The task
Copy each line below exactly as it appears. Pictures are to be omitted.

--- Entries shown ---

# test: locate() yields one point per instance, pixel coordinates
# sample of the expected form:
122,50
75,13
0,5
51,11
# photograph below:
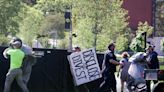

---

Answer area
# test: locate() yields one point per instance, pixel coordinates
# sample of the expected form:
122,50
75,13
0,5
51,11
# photograph below:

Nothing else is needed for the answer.